TASK DESCRIPTION =>
Answer these questions from the blog post below:
(a) In what year was Seize the Day published?
(b) For which class did the writer read it?
(c) How many days does the writer say must be survived?

EXTRACTED TEXT =>
==========
40: One day at a time
April 5, 2007, 12:28 pm
Filed under: In Retrospect, Life, School, The Future, Uncertainty

“You can spend the entire second half of your life recovering from the mistakes of the first half.” – Saul Bellow, Seize the Day

The first work I read for my American Lit class this semester was Saul Bellow’s 1956 novella, Seize the Day. In the book, the main character suffers from a midlife crisis in which he must confront his past mistakes in order to have a second chance at a happy future. Although predictable, Bellow teaches the reader an important lesson: You can either watch life pass you by or you can own up to its challenges.

This message, although far from original, is the mantra I must live by if I’m going to survive the next forty days. I say survive because a rocky path lies ahead. Despite a school career full of scholastic achievement, I somehow find myself falling short academically. I am plagued by incomplete assignments and a senior thesis that just doesn’t seem to want to write itself. For years, I’ve maintained leadership positions in various extracurricular activities and right now, none of them matter like they used to. Despite my lack of enthusiasm, a series of obligations continue to stare me in the face. In regards to family and friends, important and meaningful relationships are being neglected because the bulk of my emotions lie elsewhere – with someone else. There are tons of variables coming into play on a multitude of levels; I am daunted by the potential of the future, overwhelmed by the unknown, and dazed by the passage of time. To say I suffer from senioritis would be an understatement. I’m jaded by the weight of the world and its expectations and consequently, I find myself paralyzed by my own paranoia.
==========
THE DATA =>
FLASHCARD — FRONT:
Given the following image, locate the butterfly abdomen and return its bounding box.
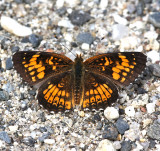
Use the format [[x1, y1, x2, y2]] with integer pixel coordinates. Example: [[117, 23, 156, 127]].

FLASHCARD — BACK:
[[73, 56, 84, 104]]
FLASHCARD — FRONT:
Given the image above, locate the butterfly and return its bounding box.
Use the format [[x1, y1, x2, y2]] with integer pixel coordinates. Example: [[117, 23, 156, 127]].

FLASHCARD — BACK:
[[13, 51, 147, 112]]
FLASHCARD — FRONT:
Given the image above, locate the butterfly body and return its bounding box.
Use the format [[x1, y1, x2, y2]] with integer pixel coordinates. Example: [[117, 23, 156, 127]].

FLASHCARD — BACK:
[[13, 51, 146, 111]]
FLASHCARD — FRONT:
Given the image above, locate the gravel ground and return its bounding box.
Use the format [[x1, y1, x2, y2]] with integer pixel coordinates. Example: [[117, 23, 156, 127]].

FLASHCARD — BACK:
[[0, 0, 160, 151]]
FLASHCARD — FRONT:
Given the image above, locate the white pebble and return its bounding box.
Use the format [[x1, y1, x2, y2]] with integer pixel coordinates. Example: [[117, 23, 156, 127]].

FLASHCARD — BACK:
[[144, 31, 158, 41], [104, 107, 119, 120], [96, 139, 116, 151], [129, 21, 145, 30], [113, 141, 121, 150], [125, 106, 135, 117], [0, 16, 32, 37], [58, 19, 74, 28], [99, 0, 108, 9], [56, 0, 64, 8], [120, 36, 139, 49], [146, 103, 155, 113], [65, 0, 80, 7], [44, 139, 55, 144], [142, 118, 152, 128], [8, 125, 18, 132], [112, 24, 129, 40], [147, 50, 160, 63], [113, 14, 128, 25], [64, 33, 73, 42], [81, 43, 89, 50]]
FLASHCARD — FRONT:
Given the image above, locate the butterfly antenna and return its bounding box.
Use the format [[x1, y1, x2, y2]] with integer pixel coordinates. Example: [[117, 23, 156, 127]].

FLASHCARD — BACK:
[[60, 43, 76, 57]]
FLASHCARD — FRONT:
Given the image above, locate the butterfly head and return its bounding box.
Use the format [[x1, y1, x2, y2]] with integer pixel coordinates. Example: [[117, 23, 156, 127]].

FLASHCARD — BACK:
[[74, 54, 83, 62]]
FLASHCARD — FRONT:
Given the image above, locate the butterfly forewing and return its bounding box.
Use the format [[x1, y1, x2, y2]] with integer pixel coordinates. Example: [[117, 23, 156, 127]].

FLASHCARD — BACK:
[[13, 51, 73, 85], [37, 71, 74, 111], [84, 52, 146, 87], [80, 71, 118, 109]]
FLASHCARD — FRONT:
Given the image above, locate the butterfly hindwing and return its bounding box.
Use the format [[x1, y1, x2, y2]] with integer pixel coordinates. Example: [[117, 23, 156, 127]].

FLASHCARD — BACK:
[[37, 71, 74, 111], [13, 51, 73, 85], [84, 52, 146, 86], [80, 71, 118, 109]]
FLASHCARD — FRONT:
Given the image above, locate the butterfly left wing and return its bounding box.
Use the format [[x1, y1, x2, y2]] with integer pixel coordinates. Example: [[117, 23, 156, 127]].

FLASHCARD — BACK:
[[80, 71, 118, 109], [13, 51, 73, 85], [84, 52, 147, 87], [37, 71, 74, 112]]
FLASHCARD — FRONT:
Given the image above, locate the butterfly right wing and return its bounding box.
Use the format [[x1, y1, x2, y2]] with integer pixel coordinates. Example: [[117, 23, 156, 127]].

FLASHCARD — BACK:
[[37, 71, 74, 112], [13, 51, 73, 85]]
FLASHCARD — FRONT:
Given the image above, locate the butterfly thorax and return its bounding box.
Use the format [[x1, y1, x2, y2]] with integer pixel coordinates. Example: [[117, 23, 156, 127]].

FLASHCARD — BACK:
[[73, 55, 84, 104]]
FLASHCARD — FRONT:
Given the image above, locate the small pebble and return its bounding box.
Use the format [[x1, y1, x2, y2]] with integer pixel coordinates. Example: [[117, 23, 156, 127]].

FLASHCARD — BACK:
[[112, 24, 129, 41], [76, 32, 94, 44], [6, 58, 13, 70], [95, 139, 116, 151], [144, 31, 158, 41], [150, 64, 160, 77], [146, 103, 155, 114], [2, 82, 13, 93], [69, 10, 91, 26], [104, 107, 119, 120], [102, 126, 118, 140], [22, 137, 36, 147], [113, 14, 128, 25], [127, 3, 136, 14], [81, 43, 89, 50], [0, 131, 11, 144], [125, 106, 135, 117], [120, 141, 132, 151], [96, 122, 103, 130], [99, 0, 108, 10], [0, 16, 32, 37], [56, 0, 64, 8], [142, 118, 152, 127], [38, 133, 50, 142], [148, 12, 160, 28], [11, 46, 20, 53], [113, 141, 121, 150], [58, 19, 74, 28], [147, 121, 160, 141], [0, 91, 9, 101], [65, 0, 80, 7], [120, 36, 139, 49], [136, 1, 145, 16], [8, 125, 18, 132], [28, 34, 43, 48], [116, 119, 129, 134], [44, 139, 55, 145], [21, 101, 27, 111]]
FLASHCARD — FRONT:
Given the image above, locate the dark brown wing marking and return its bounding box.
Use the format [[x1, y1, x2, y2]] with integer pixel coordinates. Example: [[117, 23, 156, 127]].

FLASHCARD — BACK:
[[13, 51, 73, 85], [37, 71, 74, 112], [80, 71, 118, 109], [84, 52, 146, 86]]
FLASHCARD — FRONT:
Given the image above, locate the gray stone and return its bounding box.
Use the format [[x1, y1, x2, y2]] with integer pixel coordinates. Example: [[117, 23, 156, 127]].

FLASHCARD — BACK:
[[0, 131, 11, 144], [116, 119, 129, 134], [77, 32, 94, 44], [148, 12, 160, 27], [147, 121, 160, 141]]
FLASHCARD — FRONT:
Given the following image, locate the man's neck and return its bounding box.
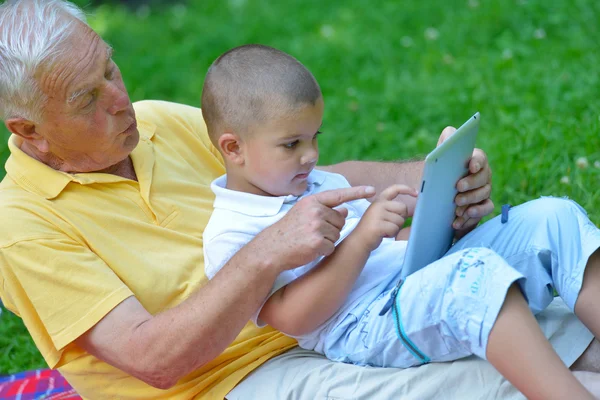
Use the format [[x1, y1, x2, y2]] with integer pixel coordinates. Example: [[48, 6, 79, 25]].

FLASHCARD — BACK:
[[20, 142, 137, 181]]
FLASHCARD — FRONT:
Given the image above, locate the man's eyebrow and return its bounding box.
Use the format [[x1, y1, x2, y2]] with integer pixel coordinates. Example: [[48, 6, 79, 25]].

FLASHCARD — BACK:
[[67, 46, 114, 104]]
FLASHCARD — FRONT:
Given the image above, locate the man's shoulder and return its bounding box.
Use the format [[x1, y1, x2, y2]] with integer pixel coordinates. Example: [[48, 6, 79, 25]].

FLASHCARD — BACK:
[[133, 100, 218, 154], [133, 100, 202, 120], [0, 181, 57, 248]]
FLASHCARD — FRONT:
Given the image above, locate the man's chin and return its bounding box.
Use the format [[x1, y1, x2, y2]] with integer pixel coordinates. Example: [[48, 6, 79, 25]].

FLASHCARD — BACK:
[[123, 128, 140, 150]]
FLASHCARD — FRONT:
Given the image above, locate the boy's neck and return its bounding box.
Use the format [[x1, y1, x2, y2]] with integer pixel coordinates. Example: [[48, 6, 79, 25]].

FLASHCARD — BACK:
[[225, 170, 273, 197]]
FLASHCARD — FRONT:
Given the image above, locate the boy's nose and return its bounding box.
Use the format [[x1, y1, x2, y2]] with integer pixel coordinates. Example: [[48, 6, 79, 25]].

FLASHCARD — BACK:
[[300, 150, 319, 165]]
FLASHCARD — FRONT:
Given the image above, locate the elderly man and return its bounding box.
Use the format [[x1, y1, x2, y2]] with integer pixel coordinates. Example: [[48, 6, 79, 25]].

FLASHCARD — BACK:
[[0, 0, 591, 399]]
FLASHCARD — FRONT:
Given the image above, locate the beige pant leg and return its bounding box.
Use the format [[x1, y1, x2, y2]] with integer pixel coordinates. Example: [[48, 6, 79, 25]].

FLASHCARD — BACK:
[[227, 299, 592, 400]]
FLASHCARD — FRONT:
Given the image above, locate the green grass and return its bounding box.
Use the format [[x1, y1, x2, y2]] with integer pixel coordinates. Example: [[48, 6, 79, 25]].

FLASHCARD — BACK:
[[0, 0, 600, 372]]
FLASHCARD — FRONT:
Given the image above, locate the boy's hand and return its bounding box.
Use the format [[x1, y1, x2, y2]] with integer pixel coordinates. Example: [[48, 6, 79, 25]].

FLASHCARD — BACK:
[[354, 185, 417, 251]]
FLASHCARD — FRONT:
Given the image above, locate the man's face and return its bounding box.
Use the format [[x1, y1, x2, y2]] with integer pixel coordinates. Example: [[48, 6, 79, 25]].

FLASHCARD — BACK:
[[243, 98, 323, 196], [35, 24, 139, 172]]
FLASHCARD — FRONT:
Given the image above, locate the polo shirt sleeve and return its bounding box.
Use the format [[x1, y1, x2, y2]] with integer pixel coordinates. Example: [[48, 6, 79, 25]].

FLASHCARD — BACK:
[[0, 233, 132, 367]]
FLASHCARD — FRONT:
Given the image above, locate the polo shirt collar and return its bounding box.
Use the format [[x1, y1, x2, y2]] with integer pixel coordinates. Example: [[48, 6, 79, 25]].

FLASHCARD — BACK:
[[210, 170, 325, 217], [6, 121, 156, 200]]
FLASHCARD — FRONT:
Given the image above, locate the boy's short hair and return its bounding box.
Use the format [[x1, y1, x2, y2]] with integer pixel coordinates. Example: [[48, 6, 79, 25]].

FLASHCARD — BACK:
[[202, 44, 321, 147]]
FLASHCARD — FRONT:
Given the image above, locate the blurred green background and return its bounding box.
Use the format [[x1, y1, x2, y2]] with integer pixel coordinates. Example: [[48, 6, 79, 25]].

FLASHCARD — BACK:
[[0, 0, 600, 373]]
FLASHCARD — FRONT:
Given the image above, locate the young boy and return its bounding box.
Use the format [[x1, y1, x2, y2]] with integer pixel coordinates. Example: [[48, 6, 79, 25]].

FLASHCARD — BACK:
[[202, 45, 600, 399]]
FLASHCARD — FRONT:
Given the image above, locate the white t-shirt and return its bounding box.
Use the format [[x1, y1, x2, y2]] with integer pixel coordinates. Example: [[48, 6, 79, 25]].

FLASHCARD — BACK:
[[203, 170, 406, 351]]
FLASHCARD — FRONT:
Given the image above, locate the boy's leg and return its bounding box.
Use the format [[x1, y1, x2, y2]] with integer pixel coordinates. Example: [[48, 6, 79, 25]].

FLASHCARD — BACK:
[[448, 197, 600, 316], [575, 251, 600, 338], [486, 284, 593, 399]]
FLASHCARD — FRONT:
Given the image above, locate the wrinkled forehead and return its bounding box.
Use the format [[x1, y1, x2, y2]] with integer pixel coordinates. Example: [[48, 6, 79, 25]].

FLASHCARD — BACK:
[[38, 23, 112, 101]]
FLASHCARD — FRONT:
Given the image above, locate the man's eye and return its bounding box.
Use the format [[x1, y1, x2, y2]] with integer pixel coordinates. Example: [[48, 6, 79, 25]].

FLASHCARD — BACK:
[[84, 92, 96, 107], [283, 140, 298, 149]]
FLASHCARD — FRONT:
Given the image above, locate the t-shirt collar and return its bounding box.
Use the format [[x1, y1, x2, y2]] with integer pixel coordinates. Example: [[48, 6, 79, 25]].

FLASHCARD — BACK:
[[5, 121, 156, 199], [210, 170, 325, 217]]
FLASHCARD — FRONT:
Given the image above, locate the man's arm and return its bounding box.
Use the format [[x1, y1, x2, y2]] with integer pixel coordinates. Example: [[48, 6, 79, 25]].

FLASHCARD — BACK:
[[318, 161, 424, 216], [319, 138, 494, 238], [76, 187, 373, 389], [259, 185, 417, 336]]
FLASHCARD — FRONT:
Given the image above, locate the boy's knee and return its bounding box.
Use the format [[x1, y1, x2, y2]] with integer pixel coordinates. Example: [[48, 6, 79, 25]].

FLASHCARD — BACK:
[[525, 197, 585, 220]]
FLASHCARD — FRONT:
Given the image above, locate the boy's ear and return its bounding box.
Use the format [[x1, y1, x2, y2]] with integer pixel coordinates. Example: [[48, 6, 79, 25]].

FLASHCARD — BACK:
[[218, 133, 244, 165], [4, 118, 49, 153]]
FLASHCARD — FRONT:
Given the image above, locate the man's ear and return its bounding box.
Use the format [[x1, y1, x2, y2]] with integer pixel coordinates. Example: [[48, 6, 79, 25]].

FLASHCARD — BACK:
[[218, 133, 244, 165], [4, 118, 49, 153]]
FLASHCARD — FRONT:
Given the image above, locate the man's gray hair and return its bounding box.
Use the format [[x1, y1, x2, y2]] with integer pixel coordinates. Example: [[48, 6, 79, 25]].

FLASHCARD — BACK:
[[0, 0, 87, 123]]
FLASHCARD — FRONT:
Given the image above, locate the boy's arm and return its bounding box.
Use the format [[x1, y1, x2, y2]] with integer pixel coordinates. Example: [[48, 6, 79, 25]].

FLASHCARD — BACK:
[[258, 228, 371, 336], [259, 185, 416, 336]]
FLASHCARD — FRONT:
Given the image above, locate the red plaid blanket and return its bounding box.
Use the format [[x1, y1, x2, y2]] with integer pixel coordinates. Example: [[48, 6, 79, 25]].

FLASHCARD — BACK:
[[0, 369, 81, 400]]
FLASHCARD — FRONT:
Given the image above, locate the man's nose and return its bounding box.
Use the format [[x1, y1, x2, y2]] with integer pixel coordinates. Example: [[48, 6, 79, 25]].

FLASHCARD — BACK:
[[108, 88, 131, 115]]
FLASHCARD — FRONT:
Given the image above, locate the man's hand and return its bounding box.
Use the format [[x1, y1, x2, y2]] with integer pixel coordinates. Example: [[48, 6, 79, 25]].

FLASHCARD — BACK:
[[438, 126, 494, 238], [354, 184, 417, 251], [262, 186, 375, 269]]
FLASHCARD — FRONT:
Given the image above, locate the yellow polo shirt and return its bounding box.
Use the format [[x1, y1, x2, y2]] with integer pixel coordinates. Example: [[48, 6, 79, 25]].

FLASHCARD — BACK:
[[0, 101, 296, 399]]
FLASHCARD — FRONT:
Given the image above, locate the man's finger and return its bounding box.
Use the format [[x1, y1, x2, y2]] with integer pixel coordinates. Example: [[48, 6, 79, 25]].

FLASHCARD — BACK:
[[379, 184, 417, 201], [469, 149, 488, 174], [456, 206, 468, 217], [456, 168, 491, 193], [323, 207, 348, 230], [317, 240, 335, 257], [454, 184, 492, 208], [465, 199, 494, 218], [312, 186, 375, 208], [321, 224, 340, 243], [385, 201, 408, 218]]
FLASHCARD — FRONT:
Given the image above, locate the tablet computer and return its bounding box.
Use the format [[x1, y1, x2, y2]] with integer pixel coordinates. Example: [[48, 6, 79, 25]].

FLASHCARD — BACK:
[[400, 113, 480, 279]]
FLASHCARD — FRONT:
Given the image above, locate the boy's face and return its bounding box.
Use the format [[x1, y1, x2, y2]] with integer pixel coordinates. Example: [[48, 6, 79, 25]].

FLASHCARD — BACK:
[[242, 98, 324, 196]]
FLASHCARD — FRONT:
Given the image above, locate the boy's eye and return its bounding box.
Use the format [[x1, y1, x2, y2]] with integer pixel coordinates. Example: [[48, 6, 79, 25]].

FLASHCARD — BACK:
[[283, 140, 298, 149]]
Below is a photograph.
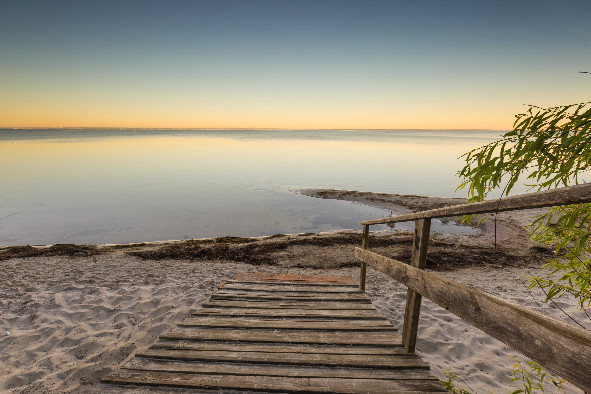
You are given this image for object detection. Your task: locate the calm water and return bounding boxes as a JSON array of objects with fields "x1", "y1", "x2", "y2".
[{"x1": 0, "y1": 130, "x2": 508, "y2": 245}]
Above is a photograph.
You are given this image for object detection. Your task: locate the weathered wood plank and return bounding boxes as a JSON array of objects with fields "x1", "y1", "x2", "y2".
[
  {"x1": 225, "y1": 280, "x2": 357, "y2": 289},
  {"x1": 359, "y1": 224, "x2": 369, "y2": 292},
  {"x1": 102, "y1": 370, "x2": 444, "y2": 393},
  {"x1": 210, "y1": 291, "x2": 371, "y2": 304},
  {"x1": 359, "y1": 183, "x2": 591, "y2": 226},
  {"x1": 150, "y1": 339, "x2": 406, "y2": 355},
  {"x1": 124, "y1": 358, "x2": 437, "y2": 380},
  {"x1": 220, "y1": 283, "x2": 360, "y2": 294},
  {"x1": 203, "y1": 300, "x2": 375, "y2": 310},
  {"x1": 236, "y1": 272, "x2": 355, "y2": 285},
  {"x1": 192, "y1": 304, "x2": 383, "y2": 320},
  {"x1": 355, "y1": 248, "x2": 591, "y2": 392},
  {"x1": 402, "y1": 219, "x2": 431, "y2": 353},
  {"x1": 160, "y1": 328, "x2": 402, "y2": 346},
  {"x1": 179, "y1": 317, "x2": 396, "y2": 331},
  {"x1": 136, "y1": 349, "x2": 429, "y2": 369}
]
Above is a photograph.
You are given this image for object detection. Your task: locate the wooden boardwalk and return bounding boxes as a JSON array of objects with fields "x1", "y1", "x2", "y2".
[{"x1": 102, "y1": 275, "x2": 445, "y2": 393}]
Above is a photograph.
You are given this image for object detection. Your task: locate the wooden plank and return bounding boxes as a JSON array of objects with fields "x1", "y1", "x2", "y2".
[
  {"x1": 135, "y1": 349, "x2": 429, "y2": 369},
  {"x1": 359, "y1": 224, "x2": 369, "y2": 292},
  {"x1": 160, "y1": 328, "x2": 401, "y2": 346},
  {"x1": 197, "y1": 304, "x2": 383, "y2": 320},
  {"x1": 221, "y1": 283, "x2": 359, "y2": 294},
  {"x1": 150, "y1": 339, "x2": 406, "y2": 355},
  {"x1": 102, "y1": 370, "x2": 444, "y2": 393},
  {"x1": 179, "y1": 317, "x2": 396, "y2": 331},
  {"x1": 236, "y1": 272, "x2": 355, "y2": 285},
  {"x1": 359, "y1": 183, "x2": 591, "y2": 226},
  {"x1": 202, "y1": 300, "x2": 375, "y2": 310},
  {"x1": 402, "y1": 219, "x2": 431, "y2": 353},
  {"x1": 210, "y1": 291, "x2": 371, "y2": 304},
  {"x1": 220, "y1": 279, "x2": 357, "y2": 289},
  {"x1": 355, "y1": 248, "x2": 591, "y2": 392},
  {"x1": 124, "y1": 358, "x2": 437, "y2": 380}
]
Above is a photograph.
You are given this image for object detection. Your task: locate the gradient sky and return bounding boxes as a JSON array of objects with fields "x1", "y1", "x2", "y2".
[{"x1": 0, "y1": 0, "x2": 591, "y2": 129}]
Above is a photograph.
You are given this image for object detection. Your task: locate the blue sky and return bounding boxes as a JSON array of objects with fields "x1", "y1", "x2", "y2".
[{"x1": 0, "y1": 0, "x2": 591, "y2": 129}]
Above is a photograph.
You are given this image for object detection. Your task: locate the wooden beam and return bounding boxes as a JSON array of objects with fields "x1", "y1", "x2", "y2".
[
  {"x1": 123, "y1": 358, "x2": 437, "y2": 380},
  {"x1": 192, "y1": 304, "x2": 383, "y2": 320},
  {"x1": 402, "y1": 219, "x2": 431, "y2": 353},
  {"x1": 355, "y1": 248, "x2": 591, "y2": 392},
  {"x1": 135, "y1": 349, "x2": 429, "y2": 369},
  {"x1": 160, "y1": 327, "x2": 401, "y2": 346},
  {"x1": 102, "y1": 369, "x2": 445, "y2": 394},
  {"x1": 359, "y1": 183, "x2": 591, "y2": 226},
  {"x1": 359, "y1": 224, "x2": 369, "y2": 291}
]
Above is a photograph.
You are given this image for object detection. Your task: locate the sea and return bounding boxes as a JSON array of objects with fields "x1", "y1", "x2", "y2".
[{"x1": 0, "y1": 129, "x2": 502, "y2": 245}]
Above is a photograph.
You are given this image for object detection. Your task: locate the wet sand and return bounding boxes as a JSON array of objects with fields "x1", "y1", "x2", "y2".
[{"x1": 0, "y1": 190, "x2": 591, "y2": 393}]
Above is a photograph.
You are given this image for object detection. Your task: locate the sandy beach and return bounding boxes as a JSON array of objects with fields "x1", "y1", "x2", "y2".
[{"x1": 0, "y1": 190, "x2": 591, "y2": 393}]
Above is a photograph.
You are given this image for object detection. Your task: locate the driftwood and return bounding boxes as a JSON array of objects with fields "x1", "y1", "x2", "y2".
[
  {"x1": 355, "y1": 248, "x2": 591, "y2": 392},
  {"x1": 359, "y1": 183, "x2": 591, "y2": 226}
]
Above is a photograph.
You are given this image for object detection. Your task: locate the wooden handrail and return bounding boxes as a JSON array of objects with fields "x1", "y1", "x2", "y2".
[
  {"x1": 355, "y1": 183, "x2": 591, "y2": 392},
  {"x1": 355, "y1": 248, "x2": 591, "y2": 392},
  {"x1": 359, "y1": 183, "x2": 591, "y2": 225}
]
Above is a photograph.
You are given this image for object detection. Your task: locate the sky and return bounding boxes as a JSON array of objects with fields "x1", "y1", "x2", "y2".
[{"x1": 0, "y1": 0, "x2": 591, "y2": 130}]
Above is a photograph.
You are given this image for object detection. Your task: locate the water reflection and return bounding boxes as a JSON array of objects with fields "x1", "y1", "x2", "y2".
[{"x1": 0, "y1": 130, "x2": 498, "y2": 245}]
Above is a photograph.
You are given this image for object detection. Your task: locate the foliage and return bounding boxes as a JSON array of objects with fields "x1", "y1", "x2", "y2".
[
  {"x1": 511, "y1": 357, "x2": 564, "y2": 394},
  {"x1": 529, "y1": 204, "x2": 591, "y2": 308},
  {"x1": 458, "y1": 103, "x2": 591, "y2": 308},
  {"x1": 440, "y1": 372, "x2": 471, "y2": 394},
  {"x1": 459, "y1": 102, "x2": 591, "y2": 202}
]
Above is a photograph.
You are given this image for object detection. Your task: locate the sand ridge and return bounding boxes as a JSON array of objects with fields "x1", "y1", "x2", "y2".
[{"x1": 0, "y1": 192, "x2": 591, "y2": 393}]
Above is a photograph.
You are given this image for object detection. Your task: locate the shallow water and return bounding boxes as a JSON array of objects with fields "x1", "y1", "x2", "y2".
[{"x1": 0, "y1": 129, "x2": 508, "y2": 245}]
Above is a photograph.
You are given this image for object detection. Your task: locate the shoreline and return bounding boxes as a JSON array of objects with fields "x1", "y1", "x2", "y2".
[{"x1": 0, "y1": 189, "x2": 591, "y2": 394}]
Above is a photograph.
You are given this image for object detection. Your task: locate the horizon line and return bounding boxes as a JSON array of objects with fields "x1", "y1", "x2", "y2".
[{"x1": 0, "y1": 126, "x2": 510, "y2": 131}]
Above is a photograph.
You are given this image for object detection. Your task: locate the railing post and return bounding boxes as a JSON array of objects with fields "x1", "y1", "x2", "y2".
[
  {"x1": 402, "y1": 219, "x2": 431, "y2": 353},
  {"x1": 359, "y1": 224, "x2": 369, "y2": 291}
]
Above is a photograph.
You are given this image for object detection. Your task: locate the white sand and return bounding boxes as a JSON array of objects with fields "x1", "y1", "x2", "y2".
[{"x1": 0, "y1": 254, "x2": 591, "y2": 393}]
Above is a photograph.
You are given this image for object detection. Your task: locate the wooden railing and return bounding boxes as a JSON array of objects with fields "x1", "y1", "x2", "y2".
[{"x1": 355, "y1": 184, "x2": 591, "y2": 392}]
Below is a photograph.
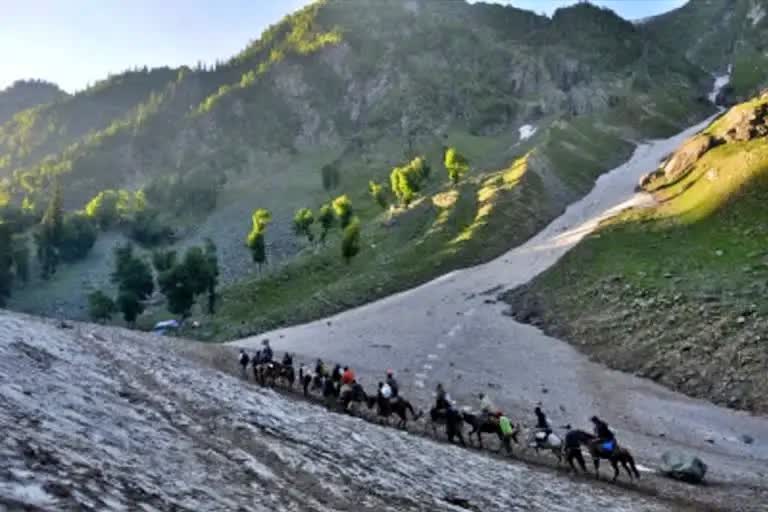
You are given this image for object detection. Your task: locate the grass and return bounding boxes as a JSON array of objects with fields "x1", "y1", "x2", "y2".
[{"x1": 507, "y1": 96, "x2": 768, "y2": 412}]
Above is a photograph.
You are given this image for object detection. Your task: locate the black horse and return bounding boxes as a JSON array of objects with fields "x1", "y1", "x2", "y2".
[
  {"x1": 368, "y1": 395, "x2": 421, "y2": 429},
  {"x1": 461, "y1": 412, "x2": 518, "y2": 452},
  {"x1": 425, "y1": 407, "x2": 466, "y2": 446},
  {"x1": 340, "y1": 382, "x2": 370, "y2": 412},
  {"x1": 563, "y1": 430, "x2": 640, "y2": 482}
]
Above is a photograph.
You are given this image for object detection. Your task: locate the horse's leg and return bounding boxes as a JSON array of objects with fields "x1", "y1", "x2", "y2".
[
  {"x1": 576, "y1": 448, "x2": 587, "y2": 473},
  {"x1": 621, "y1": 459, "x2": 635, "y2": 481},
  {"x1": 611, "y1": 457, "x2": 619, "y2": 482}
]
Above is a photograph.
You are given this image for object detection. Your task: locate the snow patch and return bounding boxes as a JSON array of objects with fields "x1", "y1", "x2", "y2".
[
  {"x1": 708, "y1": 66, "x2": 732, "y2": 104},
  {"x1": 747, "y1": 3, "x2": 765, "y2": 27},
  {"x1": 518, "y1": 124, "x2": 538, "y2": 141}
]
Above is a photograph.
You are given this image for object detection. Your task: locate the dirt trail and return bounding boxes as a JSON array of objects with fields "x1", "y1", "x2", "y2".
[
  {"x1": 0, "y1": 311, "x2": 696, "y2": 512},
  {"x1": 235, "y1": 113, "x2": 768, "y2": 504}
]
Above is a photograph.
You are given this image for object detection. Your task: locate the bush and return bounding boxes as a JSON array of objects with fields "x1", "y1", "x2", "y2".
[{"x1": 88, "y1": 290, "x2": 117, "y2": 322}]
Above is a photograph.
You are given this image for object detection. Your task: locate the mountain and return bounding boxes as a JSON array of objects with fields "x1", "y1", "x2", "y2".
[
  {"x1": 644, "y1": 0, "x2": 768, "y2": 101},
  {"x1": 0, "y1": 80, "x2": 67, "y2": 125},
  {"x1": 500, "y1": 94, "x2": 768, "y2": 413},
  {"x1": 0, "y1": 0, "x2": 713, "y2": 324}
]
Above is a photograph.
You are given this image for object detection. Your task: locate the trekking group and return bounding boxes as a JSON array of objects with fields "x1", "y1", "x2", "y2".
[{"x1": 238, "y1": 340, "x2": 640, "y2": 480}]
==========
RESPONSE BOX =>
(a) 1956
(b) American Lit
(c) Forty